Text to read:

-- Start --

But an oil refinary can make space and accomodate the mass of a large fire suppression system. An aircraft would have to carry suppressants and the deployment system on board. It would be impractical from a carried weight standpoint for an aircraft to carry enough suppressant to extinguish any possible fire from mass fuel release that would occur in the case of a catastrophic structural faillure of the tankage. As a practical matter, commercial aircraft are essentially designed to be as safe and fault-tolerant as they can be made with the state of the art, save for manufacturing defects and inherent risks with energetic systems such as batteries and fuel, and the systems that support them (air traffic control, ground fire safety, automated radar track, landing and approach systems) are highly complex systems that have evolved through many millions of person-years of effort and experience.
The additives for this are a class of substances called surficants, and are designed to reduce the voliatility of the fuel. Unfortunately, by the same token they make the fuel more difficult to ignite the fuel in the engines and often cause problems with contaminating and clogging vales, lines, and filters.
Stranger
Any time you think of a safety measure that might save lives, and you notice it hasn’t been implemented in commercial aviation, there’s a good chance it’s because it wouldn’t save enough lives to justify the cost.
Think of how often you hear of a plane overshooting the end of the runway. Once every couple of years? It happens, sure, but it’s awfully rare; Wikipedia lists just 30 incidents.
Now think of how many people die each time this happens. Not many.
Now imagine the cost to develop, test, certify, install, inspect, and maintain drag parachutes on 20,000 commerical aircraft.

-- End --

To be done:
• 1. How many runway overshoot incidents does Wikipedia list, according to the aviation safety discussion?
• 2. Please list the activities whose cost the aviation safety discussion asks the reader to imagine for drag parachutes on commercial aircraft.
• 3. Do these statements agree with the aviation safety discussion? (a) The fuel additives make the fuel easier to ignite in the engines. (b) Many people die each time a plane overshoots the end of the runway. (c) An aircraft would need to carry suppressants and the deployment system on board.
The items that follow were taken from a separate source.

Boundary annotation records:

-- Start --

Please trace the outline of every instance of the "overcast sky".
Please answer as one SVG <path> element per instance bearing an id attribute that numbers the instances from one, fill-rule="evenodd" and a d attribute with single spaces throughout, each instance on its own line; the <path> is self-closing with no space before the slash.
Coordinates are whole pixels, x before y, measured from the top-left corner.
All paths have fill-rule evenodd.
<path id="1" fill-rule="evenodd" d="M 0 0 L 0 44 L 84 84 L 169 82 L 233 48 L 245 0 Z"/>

-- End --

Per-task answers:
• 1. 30

• 2. Develop, test, certify, install, inspect, and maintain.

• 3.
(a) No: "they make the fuel more difficult to ignite the fuel in the engines"
(b) No: "Now think of how many people die each time this happens. Not many."
(c) Yes: "An aircraft would have to carry suppressants and the deployment system on board."